--- MATERIAL SUPPLIED Enclosed Below ---

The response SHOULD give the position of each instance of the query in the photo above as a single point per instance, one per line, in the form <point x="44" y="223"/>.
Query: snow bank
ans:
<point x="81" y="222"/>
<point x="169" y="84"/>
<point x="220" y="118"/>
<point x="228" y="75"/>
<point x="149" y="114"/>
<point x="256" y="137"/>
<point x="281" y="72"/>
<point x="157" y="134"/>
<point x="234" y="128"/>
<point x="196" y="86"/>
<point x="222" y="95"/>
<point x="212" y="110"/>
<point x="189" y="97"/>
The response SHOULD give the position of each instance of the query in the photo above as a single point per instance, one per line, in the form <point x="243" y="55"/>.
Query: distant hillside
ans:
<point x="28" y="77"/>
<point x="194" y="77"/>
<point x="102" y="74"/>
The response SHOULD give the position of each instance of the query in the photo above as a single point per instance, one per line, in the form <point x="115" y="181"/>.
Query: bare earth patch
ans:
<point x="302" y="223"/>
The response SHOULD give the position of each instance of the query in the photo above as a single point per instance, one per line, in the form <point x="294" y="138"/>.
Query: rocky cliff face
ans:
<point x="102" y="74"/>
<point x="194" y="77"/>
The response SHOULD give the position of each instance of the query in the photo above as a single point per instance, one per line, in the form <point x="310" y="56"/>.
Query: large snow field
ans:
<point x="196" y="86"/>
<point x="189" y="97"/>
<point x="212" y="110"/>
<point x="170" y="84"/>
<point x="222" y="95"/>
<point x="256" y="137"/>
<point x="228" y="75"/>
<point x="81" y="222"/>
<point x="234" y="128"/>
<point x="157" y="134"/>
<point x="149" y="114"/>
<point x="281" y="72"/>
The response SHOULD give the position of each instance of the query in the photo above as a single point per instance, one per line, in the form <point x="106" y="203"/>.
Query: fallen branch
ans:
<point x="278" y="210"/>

--- End of Enclosed MATERIAL SUPPLIED ---

* _EXERCISE_
In the answer, each line of the data must appear exactly as written.

* _EXPECTED OUTPUT_
The response SHOULD give the position of each instance of the query in the photo above as a single point per instance, one per line, in the form <point x="44" y="223"/>.
Query: snow bank
ans:
<point x="81" y="222"/>
<point x="169" y="84"/>
<point x="220" y="118"/>
<point x="228" y="75"/>
<point x="149" y="114"/>
<point x="256" y="137"/>
<point x="281" y="72"/>
<point x="157" y="134"/>
<point x="234" y="128"/>
<point x="196" y="86"/>
<point x="222" y="95"/>
<point x="212" y="110"/>
<point x="189" y="97"/>
The response SHOULD give the position of each instance of the query in the photo above as a single point per instance, one per line, in the form <point x="243" y="55"/>.
Query: distant hillside
ans:
<point x="28" y="77"/>
<point x="194" y="77"/>
<point x="102" y="74"/>
The response SHOULD give the position of each instance of the query in the photo above as a single point per instance, one per line, in the form <point x="115" y="181"/>.
Query: bare earth patch
ans:
<point x="302" y="223"/>
The response SHOULD give the position of each instance of the query in the photo above as a single point per instance, one per line, in the form <point x="294" y="138"/>.
Query: rocky cliff face
ans:
<point x="102" y="74"/>
<point x="194" y="77"/>
The response SHOULD give the position of each instance of the query in the photo above as a single point per instance, one per line, in the form <point x="310" y="56"/>.
Query: large snow field
ans:
<point x="196" y="86"/>
<point x="189" y="97"/>
<point x="212" y="110"/>
<point x="170" y="84"/>
<point x="222" y="95"/>
<point x="256" y="137"/>
<point x="228" y="75"/>
<point x="81" y="222"/>
<point x="234" y="128"/>
<point x="157" y="134"/>
<point x="149" y="114"/>
<point x="281" y="72"/>
The response SHOULD give the position of each instance of the query in the photo above as a single point per instance, one per line, in the form <point x="106" y="203"/>.
Query: fallen branch
ans:
<point x="278" y="210"/>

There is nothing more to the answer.